=== Data to process ===

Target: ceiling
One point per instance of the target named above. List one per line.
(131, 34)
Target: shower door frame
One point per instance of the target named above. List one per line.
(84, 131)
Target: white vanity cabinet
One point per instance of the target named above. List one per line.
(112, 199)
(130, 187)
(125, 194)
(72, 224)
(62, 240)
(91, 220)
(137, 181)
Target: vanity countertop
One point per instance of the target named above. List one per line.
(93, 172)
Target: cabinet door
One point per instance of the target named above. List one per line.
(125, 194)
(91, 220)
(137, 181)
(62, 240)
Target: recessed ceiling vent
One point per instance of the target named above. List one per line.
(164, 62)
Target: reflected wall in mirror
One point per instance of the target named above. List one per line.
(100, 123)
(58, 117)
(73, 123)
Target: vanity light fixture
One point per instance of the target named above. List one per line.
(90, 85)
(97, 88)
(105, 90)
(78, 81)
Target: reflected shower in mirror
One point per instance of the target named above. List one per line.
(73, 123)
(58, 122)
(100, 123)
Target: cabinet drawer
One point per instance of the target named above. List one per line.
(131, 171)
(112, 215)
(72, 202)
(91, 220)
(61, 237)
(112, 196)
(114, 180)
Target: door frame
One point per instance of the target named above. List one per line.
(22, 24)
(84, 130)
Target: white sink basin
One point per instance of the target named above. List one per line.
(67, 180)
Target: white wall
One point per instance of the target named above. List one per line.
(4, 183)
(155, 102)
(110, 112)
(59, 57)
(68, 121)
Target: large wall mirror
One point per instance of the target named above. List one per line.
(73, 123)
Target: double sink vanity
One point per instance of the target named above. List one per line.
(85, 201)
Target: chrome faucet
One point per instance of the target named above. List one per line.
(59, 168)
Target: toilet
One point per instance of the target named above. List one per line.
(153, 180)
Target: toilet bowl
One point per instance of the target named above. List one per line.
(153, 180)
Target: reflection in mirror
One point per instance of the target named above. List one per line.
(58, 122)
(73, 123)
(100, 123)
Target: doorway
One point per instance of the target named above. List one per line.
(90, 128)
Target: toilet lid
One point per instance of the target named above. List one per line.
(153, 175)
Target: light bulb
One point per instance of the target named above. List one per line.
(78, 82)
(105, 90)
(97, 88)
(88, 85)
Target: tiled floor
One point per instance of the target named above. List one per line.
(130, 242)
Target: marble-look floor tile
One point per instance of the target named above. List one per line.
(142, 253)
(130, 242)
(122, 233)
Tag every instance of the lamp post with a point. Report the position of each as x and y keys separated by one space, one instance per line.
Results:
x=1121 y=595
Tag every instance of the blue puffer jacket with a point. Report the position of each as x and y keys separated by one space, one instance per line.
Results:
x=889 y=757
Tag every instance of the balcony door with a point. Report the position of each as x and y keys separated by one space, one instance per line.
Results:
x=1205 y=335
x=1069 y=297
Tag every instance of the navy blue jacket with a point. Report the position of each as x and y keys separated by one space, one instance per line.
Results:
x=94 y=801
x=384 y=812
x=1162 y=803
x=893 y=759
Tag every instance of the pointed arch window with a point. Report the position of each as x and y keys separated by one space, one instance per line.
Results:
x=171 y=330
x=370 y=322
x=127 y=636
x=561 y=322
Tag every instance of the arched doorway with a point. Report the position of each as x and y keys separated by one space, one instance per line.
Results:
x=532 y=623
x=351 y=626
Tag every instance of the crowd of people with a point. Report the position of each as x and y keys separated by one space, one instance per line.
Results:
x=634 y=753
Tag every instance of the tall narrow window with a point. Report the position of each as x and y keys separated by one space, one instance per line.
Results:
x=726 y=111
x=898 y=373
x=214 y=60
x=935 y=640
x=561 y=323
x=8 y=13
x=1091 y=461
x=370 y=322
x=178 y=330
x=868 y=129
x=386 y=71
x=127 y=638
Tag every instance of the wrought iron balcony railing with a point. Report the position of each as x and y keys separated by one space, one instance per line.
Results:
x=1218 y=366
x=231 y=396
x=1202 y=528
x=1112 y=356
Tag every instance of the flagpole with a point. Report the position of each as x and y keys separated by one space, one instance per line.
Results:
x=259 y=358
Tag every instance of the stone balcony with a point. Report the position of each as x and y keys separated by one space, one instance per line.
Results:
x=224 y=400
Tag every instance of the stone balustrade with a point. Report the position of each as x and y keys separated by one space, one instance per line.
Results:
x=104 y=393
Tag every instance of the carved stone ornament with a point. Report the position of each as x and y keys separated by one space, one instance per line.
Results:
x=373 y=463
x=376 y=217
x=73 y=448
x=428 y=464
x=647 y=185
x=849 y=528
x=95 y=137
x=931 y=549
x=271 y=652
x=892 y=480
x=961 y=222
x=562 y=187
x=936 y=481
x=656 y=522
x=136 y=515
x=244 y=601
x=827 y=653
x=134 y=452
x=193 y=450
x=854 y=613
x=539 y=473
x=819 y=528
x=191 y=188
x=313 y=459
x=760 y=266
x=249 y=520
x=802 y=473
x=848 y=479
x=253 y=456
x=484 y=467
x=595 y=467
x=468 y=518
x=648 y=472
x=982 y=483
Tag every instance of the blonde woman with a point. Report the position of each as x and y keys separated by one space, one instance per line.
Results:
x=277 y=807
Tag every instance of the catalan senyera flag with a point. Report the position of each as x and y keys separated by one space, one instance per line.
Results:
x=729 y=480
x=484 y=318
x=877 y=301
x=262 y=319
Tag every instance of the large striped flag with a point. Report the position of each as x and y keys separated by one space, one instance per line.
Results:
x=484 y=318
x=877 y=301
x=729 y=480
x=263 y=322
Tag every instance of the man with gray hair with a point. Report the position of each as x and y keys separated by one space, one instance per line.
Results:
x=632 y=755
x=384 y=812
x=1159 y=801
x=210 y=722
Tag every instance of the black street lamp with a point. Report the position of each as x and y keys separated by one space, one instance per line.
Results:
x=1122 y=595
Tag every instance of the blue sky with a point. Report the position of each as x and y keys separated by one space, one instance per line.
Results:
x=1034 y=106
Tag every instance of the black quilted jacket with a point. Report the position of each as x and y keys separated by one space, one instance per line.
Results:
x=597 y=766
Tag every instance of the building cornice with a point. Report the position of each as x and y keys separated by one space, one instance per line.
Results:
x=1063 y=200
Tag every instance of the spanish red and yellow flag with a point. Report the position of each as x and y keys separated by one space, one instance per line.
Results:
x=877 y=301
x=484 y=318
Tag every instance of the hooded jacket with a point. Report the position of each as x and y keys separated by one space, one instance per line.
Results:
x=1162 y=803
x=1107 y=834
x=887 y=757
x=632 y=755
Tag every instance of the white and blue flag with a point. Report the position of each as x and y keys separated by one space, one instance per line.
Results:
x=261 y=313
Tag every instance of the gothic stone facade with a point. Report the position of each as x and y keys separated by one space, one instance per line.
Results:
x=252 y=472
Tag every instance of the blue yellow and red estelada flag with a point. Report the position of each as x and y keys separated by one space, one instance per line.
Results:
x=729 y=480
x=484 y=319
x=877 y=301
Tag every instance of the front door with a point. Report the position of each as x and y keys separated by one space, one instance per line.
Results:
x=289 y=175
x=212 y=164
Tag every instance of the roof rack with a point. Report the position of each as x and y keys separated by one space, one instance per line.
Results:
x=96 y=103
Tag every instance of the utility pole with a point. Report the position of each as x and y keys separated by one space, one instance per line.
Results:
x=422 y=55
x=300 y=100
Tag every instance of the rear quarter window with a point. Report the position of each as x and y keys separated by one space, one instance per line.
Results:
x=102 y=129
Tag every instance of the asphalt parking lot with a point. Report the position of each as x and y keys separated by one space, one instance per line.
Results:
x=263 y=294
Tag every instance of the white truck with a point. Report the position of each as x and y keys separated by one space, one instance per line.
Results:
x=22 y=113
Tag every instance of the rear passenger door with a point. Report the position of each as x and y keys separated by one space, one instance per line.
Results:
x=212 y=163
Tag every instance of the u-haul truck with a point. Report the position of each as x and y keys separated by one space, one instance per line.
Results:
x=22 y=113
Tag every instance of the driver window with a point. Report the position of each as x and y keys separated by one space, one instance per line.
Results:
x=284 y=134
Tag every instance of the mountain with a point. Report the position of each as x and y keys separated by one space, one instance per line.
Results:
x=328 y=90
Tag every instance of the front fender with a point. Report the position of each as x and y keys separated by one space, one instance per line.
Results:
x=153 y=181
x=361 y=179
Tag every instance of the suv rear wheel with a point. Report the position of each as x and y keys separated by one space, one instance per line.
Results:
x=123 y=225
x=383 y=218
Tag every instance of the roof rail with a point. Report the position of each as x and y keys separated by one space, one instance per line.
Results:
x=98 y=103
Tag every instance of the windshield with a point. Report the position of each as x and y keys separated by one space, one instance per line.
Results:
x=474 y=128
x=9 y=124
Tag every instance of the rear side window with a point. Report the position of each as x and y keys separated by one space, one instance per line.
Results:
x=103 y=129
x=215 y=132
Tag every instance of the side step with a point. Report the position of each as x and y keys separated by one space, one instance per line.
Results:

===

- What you are asked to do
Please copy the lines in the records above between the one holding "Target: large wall mirror" and the one holding "Tag every instance of the navy", inclusive, exactly and with no other line.

- Output for this task
Target: large wall mirror
One point per instance of the target named above. List one per line.
(73, 123)
Target: double sink vanity
One point per instance of the target named above. List one per line.
(85, 201)
Target: chrome faucet
One point per instance of the target named above. List one per line.
(59, 168)
Target: toilet
One point per instance of the target named above. List one per line.
(153, 180)
Target: toilet bowl
One point per instance of the target named above. List one per line.
(153, 180)
Target: reflection in mirror
One point per instance of the target named above. List one per line.
(58, 122)
(73, 123)
(100, 123)
Target: doorway
One point per instance of the target named above. List one per line.
(90, 128)
Target: toilet lid
One point per instance of the target named above. List one per line.
(153, 175)
Target: light bulb
One point per instance of the target named above. List one per line.
(78, 82)
(105, 90)
(97, 88)
(88, 85)
Target: tiled floor
One point per instance of the target named above. List one per line.
(130, 242)
Target: marble-look floor tile
One point per instance of the target named above. List one per line.
(142, 253)
(130, 242)
(122, 233)
Tag every instance of the lamp post with a point. Report the position of each as x and y keys separated by one space, one instance per line.
Results:
x=1121 y=595
Tag every instance of the blue puffer jacket with a point. Report the position of each as x and y keys separated by one space, one instance per line.
Results:
x=889 y=757
Tag every instance of the balcony door with a point. Report the position of each as x and y keys separated by one space, one instance per line.
Results:
x=1205 y=335
x=1069 y=297
Tag every instance of the navy blue jacket with a point. Report the position of each as x and y keys separated by one space, one instance per line.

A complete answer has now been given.